本文 =>
「書の美、文字の巧」── 書の展覧会

2016/10/09 18:30

「芸術の秋」というだけあり、秋を迎えると、書店の店頭にはたくさんの芸術書が並び、注目の展覧会が目白押しです。 学校やカルチャークラブでは、書道の展覧会なども数多く開催されますが、もっとも身近な存在であるはずの「文字」を素材にしながらも、いまひとつ“ピン”とこない人が多い「書」。 最近では、小学生の背丈ほどある筆を使った巨大書道アート体験なども話題ですが、今回は、そんな「書」に関する展覧会をご紹介します。

三の丸尚蔵館(東京都千代田区千代田の皇居東御苑内にある博物館)
三の丸尚蔵館(東京都千代田区千代田の皇居東御苑内にある博物館)

(ポイント配置記録)
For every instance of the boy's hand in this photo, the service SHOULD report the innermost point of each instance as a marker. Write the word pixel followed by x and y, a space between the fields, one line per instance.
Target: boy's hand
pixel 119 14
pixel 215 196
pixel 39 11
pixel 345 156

課題一覧 =>
1 > 書の展覧会の記事では、秋になると書店に芸術書が並び、注目の展覧会が目白押しになる理由を何としていますか。一文から三文で説明してください。
2 > 書の展覧会の記事を、最後に示された行の後から書き進めてください。

解答例 =>
1 > 秋は「芸術の秋」と言われる季節だからです。記事は、そう呼ばれるだけあって、秋を迎えると書店の店頭にたくさんの芸術書が並び、注目の展覧会が目白押しになると述べています。

2 >
中国・日本の長い書の歴史 「書」が行われ始めたのは、もちろん中国。 約3500年前に漢字の原型となる「甲骨文字」が作られて以来、中国ではさまざまに書が書かれてきました。 そして、日本に漢字が伝えられたのは、3世紀頃のこと。日本人は漢字・漢文を受け入れ、漢字を使ってみずから書を書くようになりました。おおよそ7世紀頃から、書の遺品が残されています。 そののち、日本人は漢字を基にして日本語を表記できる表音文字として「かな」を作り出し、「かな」は和歌文学の発展とともに、日本人の美意識のよりどころともなってきました。 そんな日本の書の名品を見ることができる展覧会が、皇居・三の丸尚蔵館(東京都千代田区千代田 皇居東御苑)で開かれています。 皇室に代々受け継がれてきた絵画・書・工芸品などが国に移管され、一般公開されるようになったのは1993(平成5)年のこと。今回の「書の美、文字の巧」に展示される代表的な作品を紹介します。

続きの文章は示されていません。